**To do**
Please return the full listing below without altering anything.

**Record extracts**

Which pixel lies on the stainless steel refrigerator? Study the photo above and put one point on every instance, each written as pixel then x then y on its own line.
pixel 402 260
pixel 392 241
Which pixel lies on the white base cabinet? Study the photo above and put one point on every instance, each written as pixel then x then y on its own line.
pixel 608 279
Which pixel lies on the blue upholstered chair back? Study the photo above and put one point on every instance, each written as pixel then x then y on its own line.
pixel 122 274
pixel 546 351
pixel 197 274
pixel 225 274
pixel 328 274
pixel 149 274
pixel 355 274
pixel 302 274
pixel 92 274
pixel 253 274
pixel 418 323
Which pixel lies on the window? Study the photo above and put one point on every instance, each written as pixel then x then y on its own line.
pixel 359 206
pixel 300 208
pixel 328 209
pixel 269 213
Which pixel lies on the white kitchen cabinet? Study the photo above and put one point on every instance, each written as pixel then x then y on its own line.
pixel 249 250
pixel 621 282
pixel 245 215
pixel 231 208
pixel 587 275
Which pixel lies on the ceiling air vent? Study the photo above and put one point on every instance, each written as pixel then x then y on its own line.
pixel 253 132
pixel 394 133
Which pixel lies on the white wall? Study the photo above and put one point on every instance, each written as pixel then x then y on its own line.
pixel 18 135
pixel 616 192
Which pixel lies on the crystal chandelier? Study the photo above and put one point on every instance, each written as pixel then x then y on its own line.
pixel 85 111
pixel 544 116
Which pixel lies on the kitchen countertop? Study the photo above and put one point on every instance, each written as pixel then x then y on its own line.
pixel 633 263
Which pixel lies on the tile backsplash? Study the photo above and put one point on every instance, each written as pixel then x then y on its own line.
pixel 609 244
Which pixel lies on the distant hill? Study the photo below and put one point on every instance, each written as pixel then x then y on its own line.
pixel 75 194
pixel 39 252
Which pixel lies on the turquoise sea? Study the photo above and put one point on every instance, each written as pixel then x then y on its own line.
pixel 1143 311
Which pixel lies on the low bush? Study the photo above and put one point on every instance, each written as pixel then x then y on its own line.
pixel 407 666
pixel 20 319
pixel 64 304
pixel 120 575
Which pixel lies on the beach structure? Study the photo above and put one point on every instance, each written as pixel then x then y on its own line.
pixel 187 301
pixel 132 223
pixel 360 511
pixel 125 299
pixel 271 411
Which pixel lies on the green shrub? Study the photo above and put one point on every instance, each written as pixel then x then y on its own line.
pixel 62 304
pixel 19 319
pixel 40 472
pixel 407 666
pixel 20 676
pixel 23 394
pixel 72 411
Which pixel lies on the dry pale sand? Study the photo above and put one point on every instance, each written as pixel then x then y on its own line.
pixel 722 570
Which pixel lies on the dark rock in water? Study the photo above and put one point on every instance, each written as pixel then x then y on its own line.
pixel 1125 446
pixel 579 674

**Your response**
Which pixel lies on the stainless steel refrigerator? Study the photo above and put one point on every instance, each written as pixel then x then y on its own line.
pixel 402 260
pixel 392 241
Which pixel lies on the white base cabinet? Study the photo above and put one point on every instance, each written as pixel then x then y on its own line.
pixel 608 279
Which pixel lies on the blue upholstered chair back? Study the photo above and put one point on every instance, each written as pixel then x then y on its own line.
pixel 122 274
pixel 546 351
pixel 197 274
pixel 225 274
pixel 328 274
pixel 149 274
pixel 355 274
pixel 302 274
pixel 92 274
pixel 253 274
pixel 418 323
Which pixel lies on the window? Study the photo above and put one point on every instance, each written as pixel then x then y on its own line.
pixel 359 206
pixel 300 208
pixel 328 209
pixel 269 213
Which pixel lies on the white kitchen cabinet? Study the photo above and put one point on every instance, each written as pixel then x then y on its own line.
pixel 249 250
pixel 621 282
pixel 245 215
pixel 231 208
pixel 587 275
Which pixel lies on the ceiling air vent? Study the photo above and put one point on every instance, each written as pixel then x then y on its own line.
pixel 253 132
pixel 394 133
Which pixel lies on the white wall? Study the photo above and put one point on every instance, each written as pixel then x then y on its own line.
pixel 18 135
pixel 616 192
Which pixel lies on the crystal chandelier? Study the photo above and put one point on every instance, each written as pixel then x then y on its own line.
pixel 85 111
pixel 544 116
Which pixel lies on the kitchen countertop? Study the photo above and put one point on every instance, each written as pixel then x then y on its own line.
pixel 633 263
Which pixel lies on the tile backsplash? Study the photo above and put one point on every instance, each written as pixel then x then y on its own line.
pixel 609 244
Which pixel lies on the distant hill? Study the photo below and put one point on every instance, each written as pixel then x then y on its own line.
pixel 75 194
pixel 39 252
Which pixel lies on the turquoise sea? Study the photo above and put one point on every instance, each written as pixel then x then y on its own line.
pixel 1143 311
Which pixel lies on the low bush? Study the photo above and put one point on every instance, each written as pixel then x then y on its own line.
pixel 407 666
pixel 20 319
pixel 64 304
pixel 120 575
Which pixel lies on the beach structure? Study the photo above and put one point on every instance, each written as pixel then x then y on its own line.
pixel 187 301
pixel 132 223
pixel 360 511
pixel 125 299
pixel 271 411
Which pixel lies on the green shrub? Study the photo above and put one point on every instance, each written as pixel then x then y on its own line.
pixel 62 304
pixel 19 319
pixel 40 472
pixel 407 666
pixel 20 676
pixel 23 394
pixel 72 411
Which pixel lies on the dry pale sand? Study the photo above and put one point on every instance, each written as pixel then x then y on its own line.
pixel 722 570
Which pixel lies on the dark rock in water? Study the photo above and put one point on every instance, each written as pixel then x then y on its own line.
pixel 1125 446
pixel 579 674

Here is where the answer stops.